An Unrealized Dream of Justice

January 15th, 2007 by Andy in Politics In America

An excellent and timely perspective on the current state of our nation’s state of justice and equality, or lack of it, and their causes. It is especially poignant to me as I have just returned from Memphis actually, including a visit to the National Civil Rights Museum, located at the Lorraine Motel, site of the murder of Martin Luther King, Jr. I don’t think I was prepared for the effect that being there would actually have on me. The awareness of the depth of commitment and level of sacrifice to the struggle for basic rights is something I’m afraid is foreign to too many Americans these days. Of course, the fact that majorities of people were often opposed to the civil rights struggle from before the end of slavery up to the murder of MLK, Jr., is a fact that should give us pause about our own self-awareness of the conditions of our society today.

One of the disturbing aspects of the museum, however, was the fancy display wall of high level financial donors to the facility, and the monikers they would give to them by category. When a company like ExxonMobil is labeled as a “Liberator”, you know we are truly colonized by the Corporate State and that ‘The Dream’ is in some serious jeopardy.

(Collection entries)

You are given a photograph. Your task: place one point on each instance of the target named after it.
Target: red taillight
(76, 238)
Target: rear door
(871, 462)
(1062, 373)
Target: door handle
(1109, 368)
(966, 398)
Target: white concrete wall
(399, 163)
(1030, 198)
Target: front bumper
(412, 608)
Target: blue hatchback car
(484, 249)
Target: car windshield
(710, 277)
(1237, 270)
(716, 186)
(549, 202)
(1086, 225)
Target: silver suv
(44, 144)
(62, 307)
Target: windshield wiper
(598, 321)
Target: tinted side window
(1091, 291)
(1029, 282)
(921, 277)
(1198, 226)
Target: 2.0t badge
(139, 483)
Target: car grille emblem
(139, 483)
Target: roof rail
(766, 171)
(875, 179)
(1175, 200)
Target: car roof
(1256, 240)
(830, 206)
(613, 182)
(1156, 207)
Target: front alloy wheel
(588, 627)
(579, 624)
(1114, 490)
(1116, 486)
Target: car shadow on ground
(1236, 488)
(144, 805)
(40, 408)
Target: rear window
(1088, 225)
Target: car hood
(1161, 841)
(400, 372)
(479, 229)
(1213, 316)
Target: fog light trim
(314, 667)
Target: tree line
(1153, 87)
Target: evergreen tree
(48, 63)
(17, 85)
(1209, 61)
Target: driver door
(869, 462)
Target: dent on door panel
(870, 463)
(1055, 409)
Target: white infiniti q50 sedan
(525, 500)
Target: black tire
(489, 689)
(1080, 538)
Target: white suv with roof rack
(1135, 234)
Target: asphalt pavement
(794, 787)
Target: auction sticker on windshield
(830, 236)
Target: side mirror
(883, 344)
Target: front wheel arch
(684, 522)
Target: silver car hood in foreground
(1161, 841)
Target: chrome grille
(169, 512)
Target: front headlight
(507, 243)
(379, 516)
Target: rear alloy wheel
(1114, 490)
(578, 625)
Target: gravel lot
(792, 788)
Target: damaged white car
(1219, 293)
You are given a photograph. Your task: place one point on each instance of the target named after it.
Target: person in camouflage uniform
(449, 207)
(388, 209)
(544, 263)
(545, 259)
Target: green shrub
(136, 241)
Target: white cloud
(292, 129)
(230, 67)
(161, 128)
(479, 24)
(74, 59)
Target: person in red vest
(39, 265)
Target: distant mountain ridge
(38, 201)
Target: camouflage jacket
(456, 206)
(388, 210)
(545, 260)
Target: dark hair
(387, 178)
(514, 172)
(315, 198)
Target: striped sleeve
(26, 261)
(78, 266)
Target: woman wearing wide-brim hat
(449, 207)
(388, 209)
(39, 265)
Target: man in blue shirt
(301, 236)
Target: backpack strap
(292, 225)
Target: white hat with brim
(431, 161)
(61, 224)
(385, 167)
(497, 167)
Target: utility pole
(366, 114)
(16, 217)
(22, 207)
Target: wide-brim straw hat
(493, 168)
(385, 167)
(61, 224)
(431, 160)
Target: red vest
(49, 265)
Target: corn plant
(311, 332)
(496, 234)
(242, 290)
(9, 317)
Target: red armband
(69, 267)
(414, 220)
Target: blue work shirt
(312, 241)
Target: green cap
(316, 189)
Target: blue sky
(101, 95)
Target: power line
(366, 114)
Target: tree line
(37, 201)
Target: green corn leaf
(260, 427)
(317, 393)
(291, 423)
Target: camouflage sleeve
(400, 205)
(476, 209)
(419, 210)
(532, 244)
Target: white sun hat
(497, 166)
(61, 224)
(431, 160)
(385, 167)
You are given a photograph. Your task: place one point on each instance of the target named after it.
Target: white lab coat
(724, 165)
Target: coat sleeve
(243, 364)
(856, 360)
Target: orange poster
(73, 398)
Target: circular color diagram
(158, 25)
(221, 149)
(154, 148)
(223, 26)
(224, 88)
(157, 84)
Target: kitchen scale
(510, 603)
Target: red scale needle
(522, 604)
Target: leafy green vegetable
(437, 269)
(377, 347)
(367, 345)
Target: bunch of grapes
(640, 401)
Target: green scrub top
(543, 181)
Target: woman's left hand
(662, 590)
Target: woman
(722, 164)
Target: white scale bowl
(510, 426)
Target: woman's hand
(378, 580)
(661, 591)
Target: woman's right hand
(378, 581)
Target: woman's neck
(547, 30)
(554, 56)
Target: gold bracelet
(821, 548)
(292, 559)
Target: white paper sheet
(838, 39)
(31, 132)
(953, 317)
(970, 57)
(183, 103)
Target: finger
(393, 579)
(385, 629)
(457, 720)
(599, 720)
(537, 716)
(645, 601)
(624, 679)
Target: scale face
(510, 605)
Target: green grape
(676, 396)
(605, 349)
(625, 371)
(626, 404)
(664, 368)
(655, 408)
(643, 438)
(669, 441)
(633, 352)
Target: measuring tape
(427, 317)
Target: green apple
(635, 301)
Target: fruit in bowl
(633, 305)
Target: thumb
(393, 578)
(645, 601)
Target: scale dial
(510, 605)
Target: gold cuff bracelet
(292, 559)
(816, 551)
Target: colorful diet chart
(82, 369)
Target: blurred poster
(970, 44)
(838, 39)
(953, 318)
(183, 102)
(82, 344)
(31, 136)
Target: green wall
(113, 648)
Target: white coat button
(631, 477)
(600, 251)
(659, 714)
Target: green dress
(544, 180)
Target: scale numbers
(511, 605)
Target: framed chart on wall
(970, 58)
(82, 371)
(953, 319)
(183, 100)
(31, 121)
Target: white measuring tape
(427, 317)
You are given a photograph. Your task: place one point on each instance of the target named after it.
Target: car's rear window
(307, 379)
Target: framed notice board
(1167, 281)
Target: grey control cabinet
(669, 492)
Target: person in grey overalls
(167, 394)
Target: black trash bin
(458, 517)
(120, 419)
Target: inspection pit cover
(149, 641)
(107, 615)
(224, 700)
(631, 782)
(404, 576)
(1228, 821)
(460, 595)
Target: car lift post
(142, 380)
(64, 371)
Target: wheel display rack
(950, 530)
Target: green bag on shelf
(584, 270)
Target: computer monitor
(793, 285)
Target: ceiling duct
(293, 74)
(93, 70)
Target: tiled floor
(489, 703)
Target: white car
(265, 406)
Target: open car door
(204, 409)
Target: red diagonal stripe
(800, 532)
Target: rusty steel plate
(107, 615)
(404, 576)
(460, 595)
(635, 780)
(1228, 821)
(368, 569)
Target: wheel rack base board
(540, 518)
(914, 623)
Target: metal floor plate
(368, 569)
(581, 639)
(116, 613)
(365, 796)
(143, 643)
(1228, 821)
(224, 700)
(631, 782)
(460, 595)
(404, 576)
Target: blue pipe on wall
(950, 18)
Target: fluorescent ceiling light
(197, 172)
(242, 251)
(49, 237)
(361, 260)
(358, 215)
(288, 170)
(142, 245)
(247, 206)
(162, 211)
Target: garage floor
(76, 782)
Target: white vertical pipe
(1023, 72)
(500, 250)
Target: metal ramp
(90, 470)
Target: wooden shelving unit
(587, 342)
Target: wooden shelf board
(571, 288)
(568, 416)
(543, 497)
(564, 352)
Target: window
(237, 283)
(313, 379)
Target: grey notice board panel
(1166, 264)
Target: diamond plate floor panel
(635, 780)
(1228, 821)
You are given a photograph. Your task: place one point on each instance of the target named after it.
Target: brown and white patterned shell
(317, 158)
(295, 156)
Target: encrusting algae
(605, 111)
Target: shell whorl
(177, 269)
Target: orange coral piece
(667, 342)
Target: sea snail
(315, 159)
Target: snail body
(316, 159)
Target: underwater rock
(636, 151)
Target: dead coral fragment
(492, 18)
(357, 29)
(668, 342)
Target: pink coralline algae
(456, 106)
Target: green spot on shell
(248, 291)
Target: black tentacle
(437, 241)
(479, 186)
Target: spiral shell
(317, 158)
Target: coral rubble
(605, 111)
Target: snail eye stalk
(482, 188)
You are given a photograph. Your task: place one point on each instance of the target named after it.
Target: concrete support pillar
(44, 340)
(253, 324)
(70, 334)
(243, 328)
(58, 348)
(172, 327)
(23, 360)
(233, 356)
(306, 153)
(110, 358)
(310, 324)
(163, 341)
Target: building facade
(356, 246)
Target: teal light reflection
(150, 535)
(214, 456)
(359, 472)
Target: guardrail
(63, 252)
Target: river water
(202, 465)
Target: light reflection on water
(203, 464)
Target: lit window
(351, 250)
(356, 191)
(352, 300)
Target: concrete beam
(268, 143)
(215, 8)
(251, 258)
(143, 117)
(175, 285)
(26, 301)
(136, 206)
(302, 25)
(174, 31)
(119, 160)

What is asked:
Can you copy out the post on justice and civil rights in full, word for word? The lines come from a different source than the post on justice and civil rights.

The output:
An Unrealized Dream of Justice

January 15th, 2007 by Andy in Politics In America

An excellent and timely perspective on the current state of our nation’s state of justice and equality, or lack of it, and their causes. It is especially poignant to me as I have just returned from Memphis actually, including a visit to the National Civil Rights Museum, located at the Lorraine Motel, site of the murder of Martin Luther King, Jr. I don’t think I was prepared for the effect that being there would actually have on me. The awareness of the depth of commitment and level of sacrifice to the struggle for basic rights is something I’m afraid is foreign to too many Americans these days. Of course, the fact that majorities of people were often opposed to the civil rights struggle from before the end of slavery up to the murder of MLK, Jr., is a fact that should give us pause about our own self-awareness of the conditions of our society today.

One of the disturbing aspects of the museum, however, was the fancy display wall of high level financial donors to the facility, and the monikers they would give to them by category. When a company like ExxonMobil is labeled as a “Liberator”, you know we are truly colonized by the Corporate State and that ‘The Dream’ is in some serious jeopardy.